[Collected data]
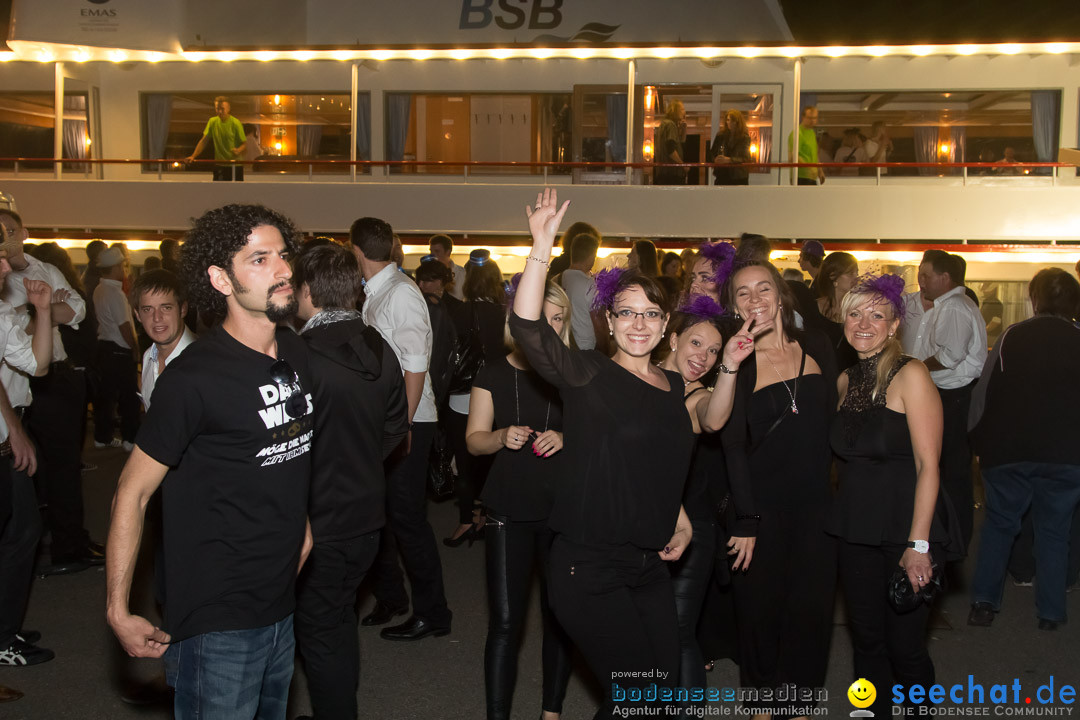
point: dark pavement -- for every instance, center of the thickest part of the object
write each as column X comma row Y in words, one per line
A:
column 443, row 677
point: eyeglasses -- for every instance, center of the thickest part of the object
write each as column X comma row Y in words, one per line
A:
column 296, row 404
column 626, row 313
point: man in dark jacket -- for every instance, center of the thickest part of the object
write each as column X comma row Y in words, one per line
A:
column 362, row 415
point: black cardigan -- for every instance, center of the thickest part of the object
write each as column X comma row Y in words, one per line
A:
column 737, row 439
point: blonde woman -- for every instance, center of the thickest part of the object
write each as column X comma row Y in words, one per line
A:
column 516, row 417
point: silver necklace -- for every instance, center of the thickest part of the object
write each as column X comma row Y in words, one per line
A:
column 795, row 383
column 517, row 405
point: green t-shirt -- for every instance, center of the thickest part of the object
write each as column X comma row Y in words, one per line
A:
column 226, row 136
column 808, row 151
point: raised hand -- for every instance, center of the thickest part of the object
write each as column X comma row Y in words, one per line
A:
column 38, row 293
column 741, row 345
column 544, row 217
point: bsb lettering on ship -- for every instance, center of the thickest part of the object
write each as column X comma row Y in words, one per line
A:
column 294, row 434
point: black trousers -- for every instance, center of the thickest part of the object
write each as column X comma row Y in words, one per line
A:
column 18, row 543
column 784, row 601
column 325, row 623
column 513, row 551
column 409, row 533
column 618, row 607
column 955, row 464
column 690, row 578
column 889, row 648
column 472, row 470
column 226, row 173
column 116, row 366
column 55, row 422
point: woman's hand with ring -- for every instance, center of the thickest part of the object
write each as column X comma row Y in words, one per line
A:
column 515, row 436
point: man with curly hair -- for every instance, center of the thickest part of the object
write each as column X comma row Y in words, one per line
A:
column 228, row 437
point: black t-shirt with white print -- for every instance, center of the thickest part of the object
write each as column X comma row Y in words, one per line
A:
column 235, row 496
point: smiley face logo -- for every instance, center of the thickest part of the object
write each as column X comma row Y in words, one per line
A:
column 862, row 693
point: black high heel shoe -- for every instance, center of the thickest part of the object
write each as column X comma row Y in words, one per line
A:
column 469, row 534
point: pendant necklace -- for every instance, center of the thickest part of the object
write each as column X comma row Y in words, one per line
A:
column 795, row 383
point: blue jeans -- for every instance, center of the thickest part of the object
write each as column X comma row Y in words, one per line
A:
column 1052, row 491
column 235, row 675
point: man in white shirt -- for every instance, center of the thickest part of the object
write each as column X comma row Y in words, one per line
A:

▸ ACTIVITY
If pictures appear among the records, do not carry them over; retype the rest exactly.

▸ ANSWER FOR THIS EXERCISE
point: dark pavement -- for every instance, center of the thickest part of the object
write each as column X comma row Y in words, one per line
A:
column 443, row 677
point: eyeglasses -- for every instance, center of the thickest part of the object
write each as column X comma row Y in words, one per line
A:
column 296, row 404
column 626, row 313
point: man in dark jacket -- for every instance, center of the thickest part of the object
write each as column X comma row Y in words, one per line
A:
column 362, row 415
point: black cardigan -- for every instance, center of the thickest part of the object
write each as column X comma row Y in words, one per line
A:
column 737, row 439
point: blonde woman -- for every instance, center of the thickest part of the object
write each as column X comma row Y in words, one per line
A:
column 516, row 417
point: silver necklace -- for every instance, center of the thickest part of the object
write each as column X comma row Y in words, one per line
A:
column 795, row 383
column 517, row 405
point: green t-shirt -- for every instance, center of the thickest part of the object
write each as column X comma row Y in words, one per line
A:
column 226, row 136
column 808, row 151
point: raised hand -- for every instance, center of the thickest part of the object
write each as column X comma row Y in words, one per line
A:
column 38, row 293
column 741, row 345
column 544, row 217
point: bsb lettering on ship -- for every instance, center of the thickest part of the object
write each as column X comma row Y in words, one per line
A:
column 294, row 434
point: black trousers -- for every instance, center of the thickest part of the object
write each as column X comma row Y in words, one per line
A:
column 18, row 543
column 784, row 601
column 325, row 623
column 513, row 551
column 409, row 533
column 618, row 607
column 955, row 464
column 690, row 578
column 889, row 648
column 472, row 470
column 226, row 173
column 116, row 366
column 55, row 422
point: woman's hand with ring -- for every instance, center of the thickest part of the object
write each as column X comma row Y in words, one per line
A:
column 515, row 436
point: man with curly hair -- for every instance, center of the thickest part of the object
write each as column X comma row Y in words, one per line
A:
column 228, row 437
point: black t-shirt with white print -- for every instance, center of the thickest part of the object
write each as column X comma row Y in words, one per line
A:
column 235, row 496
point: smiley face logo -- for every instance, center of the thickest part of the object
write each as column X comma row Y in words, one per line
A:
column 862, row 693
point: black high heel shoe -- for every instance, center of the thickest part of the object
write each as column X comma row Y in words, one per line
A:
column 469, row 534
point: pendant necklace -- for every instance, center of the thickest part of the object
write each as column X comma row Y in words, one per line
A:
column 795, row 383
point: blue jeans -- for every instance, center of the thickest part of the object
write each as column X comma row Y in words, one per line
A:
column 1052, row 491
column 235, row 675
point: man in white shirt -- for every instance, center of the thickest part of the object
write each as column X comma row Y in words, one per line
A:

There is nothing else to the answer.